**DIRECTION**
Please extract, word for word, the lines running from the first line of the records below through the line containing "84,805,123,839", including both of those lines.

(Excerpts of labeled region data)
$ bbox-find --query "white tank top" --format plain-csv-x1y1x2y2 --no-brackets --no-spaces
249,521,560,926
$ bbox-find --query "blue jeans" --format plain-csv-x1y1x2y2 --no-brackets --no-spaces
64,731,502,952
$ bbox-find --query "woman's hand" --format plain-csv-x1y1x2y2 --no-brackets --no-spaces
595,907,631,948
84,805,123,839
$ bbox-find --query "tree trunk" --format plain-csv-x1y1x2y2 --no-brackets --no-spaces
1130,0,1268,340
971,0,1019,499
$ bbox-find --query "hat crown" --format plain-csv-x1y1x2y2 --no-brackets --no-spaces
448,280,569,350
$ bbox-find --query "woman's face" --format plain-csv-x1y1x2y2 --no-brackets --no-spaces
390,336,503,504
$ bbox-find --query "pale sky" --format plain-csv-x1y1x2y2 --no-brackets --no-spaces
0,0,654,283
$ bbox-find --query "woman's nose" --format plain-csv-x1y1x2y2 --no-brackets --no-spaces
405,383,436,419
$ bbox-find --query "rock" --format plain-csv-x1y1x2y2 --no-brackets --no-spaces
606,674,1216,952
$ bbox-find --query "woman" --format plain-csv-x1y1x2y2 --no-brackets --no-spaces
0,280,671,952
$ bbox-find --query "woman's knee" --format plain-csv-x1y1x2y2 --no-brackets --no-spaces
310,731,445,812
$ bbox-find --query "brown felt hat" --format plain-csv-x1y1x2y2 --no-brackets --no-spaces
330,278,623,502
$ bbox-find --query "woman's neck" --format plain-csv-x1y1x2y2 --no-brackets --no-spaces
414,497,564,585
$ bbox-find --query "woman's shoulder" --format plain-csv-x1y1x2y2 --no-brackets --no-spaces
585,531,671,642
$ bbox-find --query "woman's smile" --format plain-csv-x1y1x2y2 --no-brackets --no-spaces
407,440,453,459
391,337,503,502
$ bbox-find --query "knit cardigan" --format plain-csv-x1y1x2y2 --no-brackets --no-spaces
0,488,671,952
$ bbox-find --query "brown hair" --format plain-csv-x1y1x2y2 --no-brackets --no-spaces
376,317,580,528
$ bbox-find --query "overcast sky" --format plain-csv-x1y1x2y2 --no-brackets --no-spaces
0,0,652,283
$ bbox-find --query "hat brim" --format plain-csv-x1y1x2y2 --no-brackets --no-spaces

**FINAL RESULT**
$ bbox-find --query "white tank top" --format plain-csv-x1y1x2y2 --no-brackets --no-spaces
249,521,560,926
$ bbox-find --query "blue jeans" --format plain-csv-x1y1x2y2 --no-brackets --no-spaces
64,731,502,952
$ bbox-find --query "woman's hand" --format plain-csv-x1y1x2y2 --no-brackets --no-spaces
595,907,631,948
84,805,123,839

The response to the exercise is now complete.